Goal of the exercise:
Exclude the pictures, then repeat the remaining data exactly.

Data rows:
•••••

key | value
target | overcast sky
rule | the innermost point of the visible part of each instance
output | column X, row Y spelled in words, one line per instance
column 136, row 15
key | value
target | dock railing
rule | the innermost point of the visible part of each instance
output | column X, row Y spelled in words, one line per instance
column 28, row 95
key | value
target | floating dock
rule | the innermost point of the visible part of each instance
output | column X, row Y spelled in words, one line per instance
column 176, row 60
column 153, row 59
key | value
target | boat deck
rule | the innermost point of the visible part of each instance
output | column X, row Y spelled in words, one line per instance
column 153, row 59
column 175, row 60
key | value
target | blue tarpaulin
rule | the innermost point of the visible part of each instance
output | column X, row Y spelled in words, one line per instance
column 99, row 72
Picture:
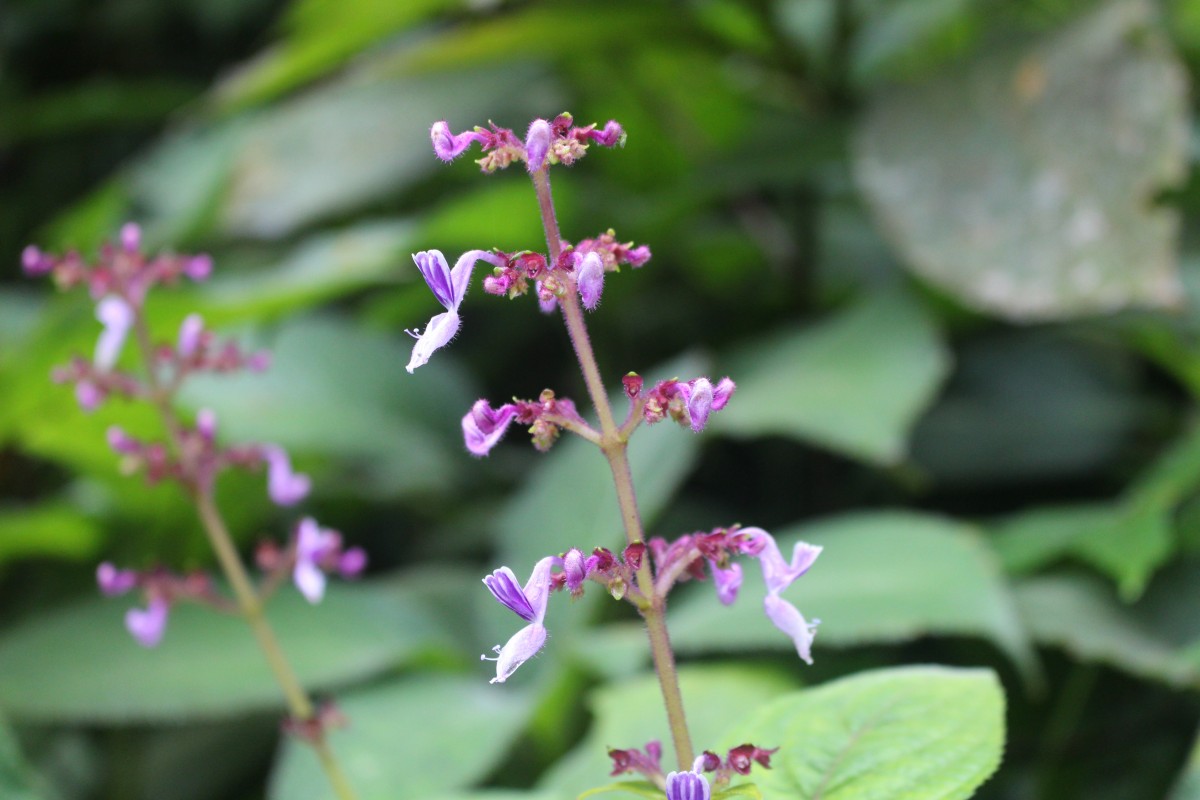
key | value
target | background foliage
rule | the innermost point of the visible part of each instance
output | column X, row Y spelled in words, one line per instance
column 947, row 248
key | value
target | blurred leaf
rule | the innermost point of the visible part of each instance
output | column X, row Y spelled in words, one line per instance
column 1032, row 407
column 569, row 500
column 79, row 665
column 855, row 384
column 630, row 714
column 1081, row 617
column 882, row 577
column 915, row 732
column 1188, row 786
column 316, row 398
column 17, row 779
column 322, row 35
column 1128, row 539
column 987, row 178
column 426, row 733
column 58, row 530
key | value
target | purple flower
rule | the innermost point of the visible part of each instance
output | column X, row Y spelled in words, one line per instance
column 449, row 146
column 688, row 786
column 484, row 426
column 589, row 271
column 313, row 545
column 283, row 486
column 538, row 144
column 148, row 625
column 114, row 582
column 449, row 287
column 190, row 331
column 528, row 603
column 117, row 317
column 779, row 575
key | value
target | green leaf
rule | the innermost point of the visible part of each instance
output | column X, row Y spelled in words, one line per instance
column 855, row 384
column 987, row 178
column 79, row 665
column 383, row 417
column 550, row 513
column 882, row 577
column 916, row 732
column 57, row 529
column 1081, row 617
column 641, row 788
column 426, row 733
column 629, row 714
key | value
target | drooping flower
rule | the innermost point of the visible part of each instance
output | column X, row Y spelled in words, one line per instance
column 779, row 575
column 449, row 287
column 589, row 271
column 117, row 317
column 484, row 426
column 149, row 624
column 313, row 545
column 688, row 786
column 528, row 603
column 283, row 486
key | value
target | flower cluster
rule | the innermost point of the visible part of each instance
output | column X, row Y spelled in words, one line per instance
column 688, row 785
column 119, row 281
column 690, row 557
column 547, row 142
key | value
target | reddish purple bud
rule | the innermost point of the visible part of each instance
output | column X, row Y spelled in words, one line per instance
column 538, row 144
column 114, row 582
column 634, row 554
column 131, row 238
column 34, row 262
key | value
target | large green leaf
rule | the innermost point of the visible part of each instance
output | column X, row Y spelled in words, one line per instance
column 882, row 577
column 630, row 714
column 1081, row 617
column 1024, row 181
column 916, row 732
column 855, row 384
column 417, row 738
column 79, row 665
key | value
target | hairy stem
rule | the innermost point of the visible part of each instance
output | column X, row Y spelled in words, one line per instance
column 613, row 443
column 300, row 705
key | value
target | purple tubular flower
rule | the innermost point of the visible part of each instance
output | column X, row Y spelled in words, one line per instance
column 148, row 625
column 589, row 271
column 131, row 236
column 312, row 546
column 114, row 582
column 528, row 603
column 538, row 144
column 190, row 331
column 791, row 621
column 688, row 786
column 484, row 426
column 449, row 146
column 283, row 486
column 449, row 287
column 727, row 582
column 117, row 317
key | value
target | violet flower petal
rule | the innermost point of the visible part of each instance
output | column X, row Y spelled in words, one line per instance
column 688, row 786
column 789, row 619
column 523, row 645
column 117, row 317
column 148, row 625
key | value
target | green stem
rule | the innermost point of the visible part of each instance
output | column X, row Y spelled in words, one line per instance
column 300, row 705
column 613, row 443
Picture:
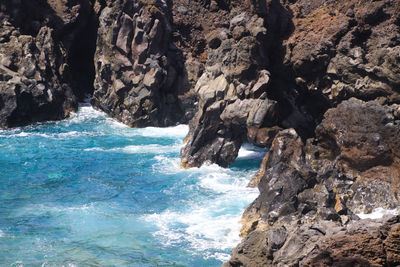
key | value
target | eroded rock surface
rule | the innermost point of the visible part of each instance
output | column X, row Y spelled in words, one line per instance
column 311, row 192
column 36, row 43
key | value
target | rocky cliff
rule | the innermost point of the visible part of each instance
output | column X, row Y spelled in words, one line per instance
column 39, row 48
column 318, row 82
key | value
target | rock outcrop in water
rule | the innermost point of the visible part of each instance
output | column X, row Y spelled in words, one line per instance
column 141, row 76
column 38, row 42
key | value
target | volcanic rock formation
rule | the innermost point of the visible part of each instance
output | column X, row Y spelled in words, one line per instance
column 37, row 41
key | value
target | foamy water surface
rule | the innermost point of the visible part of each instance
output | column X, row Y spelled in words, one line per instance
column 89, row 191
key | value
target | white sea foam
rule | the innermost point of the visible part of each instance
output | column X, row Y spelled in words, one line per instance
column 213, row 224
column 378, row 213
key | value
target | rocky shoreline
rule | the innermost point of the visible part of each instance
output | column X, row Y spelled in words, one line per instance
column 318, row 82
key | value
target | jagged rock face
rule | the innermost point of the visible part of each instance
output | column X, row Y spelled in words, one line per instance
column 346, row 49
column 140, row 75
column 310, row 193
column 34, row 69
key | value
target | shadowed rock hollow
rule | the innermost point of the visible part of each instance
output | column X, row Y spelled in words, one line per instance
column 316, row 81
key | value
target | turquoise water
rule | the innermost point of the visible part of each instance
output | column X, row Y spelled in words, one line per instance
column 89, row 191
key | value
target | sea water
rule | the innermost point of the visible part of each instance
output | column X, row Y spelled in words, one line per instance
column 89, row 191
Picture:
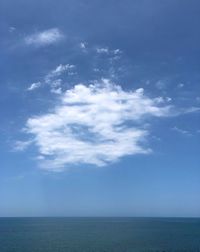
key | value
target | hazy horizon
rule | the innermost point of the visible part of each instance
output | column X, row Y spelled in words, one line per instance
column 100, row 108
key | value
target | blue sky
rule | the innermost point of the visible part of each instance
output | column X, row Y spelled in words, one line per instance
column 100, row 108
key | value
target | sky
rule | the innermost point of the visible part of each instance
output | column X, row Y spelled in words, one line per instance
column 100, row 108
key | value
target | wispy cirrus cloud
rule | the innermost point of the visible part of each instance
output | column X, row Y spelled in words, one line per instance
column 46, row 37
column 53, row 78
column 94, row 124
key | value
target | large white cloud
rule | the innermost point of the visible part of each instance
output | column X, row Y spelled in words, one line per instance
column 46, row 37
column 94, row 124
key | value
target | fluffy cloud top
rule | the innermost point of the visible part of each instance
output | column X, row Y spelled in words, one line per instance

•••••

Complete response:
key | value
target | overcast sky
rule | the innermost point of the visible part of each instance
output | column X, row Y spelled in words, one line per instance
column 136, row 15
key | value
target | dock railing
rule | the innermost point of the visible part of each instance
output | column X, row Y spelled in words, one line per instance
column 28, row 95
key | value
target | floating dock
rule | the innermost point of the visible part of each instance
output | column X, row Y spelled in words, one line per instance
column 176, row 60
column 153, row 59
key | value
target | boat deck
rule | the innermost point of the visible part of each instance
output | column X, row Y spelled in words, one line per instance
column 153, row 59
column 175, row 60
key | value
target | blue tarpaulin
rule | the innermost point of the visible part of each instance
output | column X, row Y spelled in words, one line per instance
column 99, row 72
Picture:
key | value
target | background foliage
rule | the innermost point of the visible part of each instance
output | column X, row Y spelled in words, one line per instance
column 947, row 248
key | value
target | blurred leaf
rule | the innermost point of the visible part of each instance
output | column X, row Y spelled in words, one line per instance
column 1032, row 407
column 569, row 500
column 79, row 665
column 855, row 384
column 630, row 714
column 1081, row 617
column 882, row 577
column 915, row 732
column 1188, row 786
column 316, row 398
column 17, row 779
column 322, row 35
column 1128, row 539
column 987, row 178
column 426, row 733
column 58, row 530
key | value
target | purple flower
rule | the innermost point of the visible part of each instance
output | column X, row Y spelled in words, one line per instance
column 449, row 146
column 688, row 786
column 484, row 426
column 589, row 271
column 313, row 545
column 283, row 486
column 538, row 144
column 148, row 625
column 114, row 582
column 449, row 287
column 190, row 331
column 528, row 603
column 117, row 317
column 779, row 575
key | value
target | green leaf
rule | the innermost point of the visible part of each instance
output | column X, row Y spelled in words, one line per instance
column 855, row 384
column 987, row 178
column 79, row 665
column 383, row 417
column 550, row 513
column 882, row 577
column 916, row 732
column 57, row 529
column 1081, row 617
column 641, row 788
column 426, row 733
column 629, row 714
key | value
target | drooping flower
rule | the innermost point of the visible part of each instance
output | column X, row Y spelled in words, one line per instance
column 779, row 575
column 449, row 287
column 589, row 271
column 117, row 317
column 484, row 426
column 149, row 624
column 313, row 545
column 688, row 786
column 528, row 603
column 283, row 486
key | value
target | flower cluster
rule | the innermost point of the visible part of each instance
output | column X, row Y spelled in words, one line per instance
column 688, row 785
column 119, row 281
column 690, row 557
column 547, row 142
key | value
target | reddish purple bud
rule | the innermost point of the visible part of each instance
output | column X, row Y spelled in words, one line per instance
column 538, row 144
column 114, row 582
column 634, row 554
column 131, row 238
column 34, row 262
key | value
target | large green leaf
rule | the innermost point of the visible part of each instance
output | column X, row Y spelled in words, one line per instance
column 882, row 577
column 630, row 714
column 1081, row 617
column 1024, row 181
column 916, row 732
column 855, row 384
column 417, row 738
column 79, row 665
key | value
target | hairy stem
rule | the innermost point of the visible part of each instance
output | column X, row Y spelled in words, one line per instance
column 613, row 443
column 300, row 705
key | value
target | purple tubular flower
rule | the innermost point of the visible part of each instance
output | column X, row Y spelled in words, one line per instance
column 148, row 625
column 589, row 271
column 131, row 236
column 312, row 546
column 114, row 582
column 528, row 603
column 538, row 144
column 190, row 331
column 791, row 621
column 688, row 786
column 484, row 426
column 449, row 146
column 283, row 486
column 449, row 287
column 727, row 582
column 117, row 317
key | value
target | violet flower petal
rule | the innermost point of the visible part of each instance
output | column X, row Y spelled in words, one line per instance
column 688, row 786
column 789, row 619
column 523, row 645
column 117, row 317
column 148, row 625
key | value
target | green stem
rule | the innermost point of the visible part of each instance
output | column X, row Y spelled in words, one line per instance
column 300, row 705
column 613, row 443
Picture:
key | value
target | eroded rock surface
rule | the innermost point of the visible part of each instance
output | column X, row Y spelled in words, one line per instance
column 311, row 192
column 36, row 43
key | value
target | rocky cliff
rule | the innermost point of the visible part of each instance
output | column X, row Y spelled in words, one line per instance
column 39, row 48
column 318, row 82
key | value
target | rock outcrop in water
rule | the innermost point of the visible part of each instance
output | column X, row Y spelled in words, one line per instance
column 141, row 76
column 38, row 42
key | value
target | volcanic rock formation
rule | the innermost point of the visible part of each instance
output | column X, row Y spelled in words, one line per instance
column 37, row 41
key | value
target | foamy water surface
rule | the innermost point of the visible part of each instance
output | column X, row Y spelled in words, one line per instance
column 89, row 191
key | value
target | white sea foam
rule | the innermost point of the visible part of each instance
output | column X, row Y spelled in words, one line per instance
column 213, row 224
column 378, row 213
key | value
target | rocky shoreline
rule | the innermost point of the visible part of each instance
output | column X, row Y spelled in words, one line per instance
column 318, row 82
key | value
target | jagged rock face
rule | the innermost point of the visible part of each instance
output | column X, row Y spelled in words, one line per instance
column 346, row 49
column 140, row 75
column 310, row 193
column 34, row 69
key | value
target | shadowed rock hollow
rule | the innermost point of the visible part of each instance
output | column X, row Y spelled in words, one line per instance
column 316, row 81
key | value
target | turquoise water
rule | the innermost point of the visible part of each instance
output | column X, row Y spelled in words, one line per instance
column 89, row 191
key | value
target | sea water
rule | the innermost point of the visible part of each instance
output | column X, row Y spelled in words, one line per instance
column 89, row 191
Picture:
key | value
target | hazy horizon
rule | the innermost point of the visible part of each instance
output | column X, row Y spelled in words, one line per instance
column 100, row 108
key | value
target | blue sky
rule | the innermost point of the visible part of each instance
output | column X, row Y spelled in words, one line per instance
column 100, row 108
key | value
target | sky
rule | the innermost point of the visible part of each instance
output | column X, row Y spelled in words, one line per instance
column 100, row 108
key | value
target | wispy cirrus cloud
rule | the innermost point of the visible part of each instance
output | column X, row Y spelled in words, one line per instance
column 46, row 37
column 53, row 78
column 94, row 124
key | value
target | large white cloud
rule | the innermost point of the visible part of each instance
output | column X, row Y spelled in words, one line per instance
column 46, row 37
column 94, row 124
key | value
target | fluffy cloud top
rule | the innermost point of the visible part of each instance
output | column X, row Y spelled in words, one line per instance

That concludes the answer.